## Tarefas a realizar
A - Liste todos os valores em porcentagem ou em pontos percentuais que aparecem no texto fornecido e indique a que cada um se refere.
B - Segundo o texto fornecido, por que a pesquisa sugere que Lula está perdendo apoio na própria base de eleitores?

## Texto fornecido
====

Os casos que mais prejudicaram a imagem do Executivo neste mês de janeiro mexeram em duas áreas sensíveis ao brasileiro: o bolso, com a normativa da Receita Federal que ampliava o monitoramento sobre transações financeiras – que posteriormente foi revogada; e a despensa, com a inflação de alimentos, que gerou um debate sobre a possibilidade de mudança nas regras sobre validade de produtos – também descartada pelo governo federal após repercussões ruins nas redes sociais.
Os estragos ficaram registrados na mais recente pesquisa de popularidade de Lula, divulgada nesta segunda-feira (27). De acordo com o levantamento Genial/Quaest, a desaprovação a Lula em janeiro ficou em 49%, superando pela primeira vez neste terceiro mandato a aprovação do presidente, que caiu cinco pontos percentuais em relação a dezembro e chegou a 47% (veja abaixo a metodologia).
A mesma pesquisa mostrou que houve queda de popularidade no Nordeste e entre pessoas com renda de até dois salários mínimos, o que sugere que Lula está perdendo apoio entre grupos que formam sua base de eleitores. O resultado negativo está sendo associado, principalmente, à crise sobre o monitoramento do pix e à inflação de alimentos.

====

## Linhas fornecidas
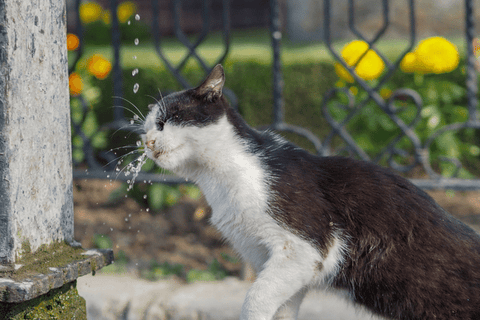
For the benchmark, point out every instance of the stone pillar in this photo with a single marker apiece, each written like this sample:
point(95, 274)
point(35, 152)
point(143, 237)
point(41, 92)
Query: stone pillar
point(36, 203)
point(38, 267)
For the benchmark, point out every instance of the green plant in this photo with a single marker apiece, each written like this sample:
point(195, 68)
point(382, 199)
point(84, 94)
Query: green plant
point(160, 271)
point(215, 271)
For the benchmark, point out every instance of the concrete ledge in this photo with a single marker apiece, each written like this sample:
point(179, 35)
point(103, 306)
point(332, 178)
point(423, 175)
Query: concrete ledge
point(15, 292)
point(128, 298)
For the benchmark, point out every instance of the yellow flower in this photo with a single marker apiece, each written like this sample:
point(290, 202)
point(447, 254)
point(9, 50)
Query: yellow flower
point(125, 10)
point(99, 66)
point(369, 67)
point(90, 12)
point(75, 84)
point(437, 55)
point(72, 42)
point(385, 93)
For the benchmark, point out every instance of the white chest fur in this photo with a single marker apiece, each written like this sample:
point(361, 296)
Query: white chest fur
point(237, 187)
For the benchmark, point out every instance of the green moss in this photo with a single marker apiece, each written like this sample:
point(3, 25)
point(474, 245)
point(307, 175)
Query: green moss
point(61, 303)
point(58, 254)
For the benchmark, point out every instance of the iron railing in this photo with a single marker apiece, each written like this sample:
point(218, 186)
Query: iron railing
point(418, 154)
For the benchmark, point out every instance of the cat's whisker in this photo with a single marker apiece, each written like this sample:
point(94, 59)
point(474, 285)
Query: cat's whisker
point(119, 159)
point(128, 128)
point(162, 104)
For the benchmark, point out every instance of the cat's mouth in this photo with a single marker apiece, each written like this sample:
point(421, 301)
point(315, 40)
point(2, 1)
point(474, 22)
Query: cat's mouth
point(158, 153)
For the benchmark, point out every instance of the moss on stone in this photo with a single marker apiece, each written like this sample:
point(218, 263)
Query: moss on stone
point(61, 303)
point(57, 254)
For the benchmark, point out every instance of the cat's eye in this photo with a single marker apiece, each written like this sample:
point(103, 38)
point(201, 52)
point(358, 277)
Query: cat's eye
point(160, 124)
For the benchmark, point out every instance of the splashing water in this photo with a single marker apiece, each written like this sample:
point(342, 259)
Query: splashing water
point(134, 168)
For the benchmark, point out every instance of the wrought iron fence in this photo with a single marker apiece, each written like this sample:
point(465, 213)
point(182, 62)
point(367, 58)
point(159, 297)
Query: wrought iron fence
point(403, 152)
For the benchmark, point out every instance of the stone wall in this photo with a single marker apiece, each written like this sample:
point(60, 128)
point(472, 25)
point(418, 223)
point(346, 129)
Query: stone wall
point(36, 202)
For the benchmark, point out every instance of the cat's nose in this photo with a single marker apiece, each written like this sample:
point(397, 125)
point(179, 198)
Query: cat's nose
point(150, 144)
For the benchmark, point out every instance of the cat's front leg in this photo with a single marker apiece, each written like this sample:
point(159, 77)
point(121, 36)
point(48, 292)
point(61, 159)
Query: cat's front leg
point(290, 308)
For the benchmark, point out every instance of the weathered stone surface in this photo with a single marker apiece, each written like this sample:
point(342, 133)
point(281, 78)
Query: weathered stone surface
point(36, 202)
point(112, 297)
point(11, 291)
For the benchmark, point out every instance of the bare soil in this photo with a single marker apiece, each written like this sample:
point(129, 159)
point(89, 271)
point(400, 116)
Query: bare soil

====

## Respostas
A -
- 49%: desaprovação a Lula em janeiro
- cinco pontos percentuais: queda da aprovação do presidente em relação a dezembro
- 47%: aprovação do presidente em janeiro

B - A pesquisa mostrou queda de popularidade no Nordeste e entre pessoas com renda de até dois salários mínimos. Esses são grupos que formam a base de eleitores de Lula.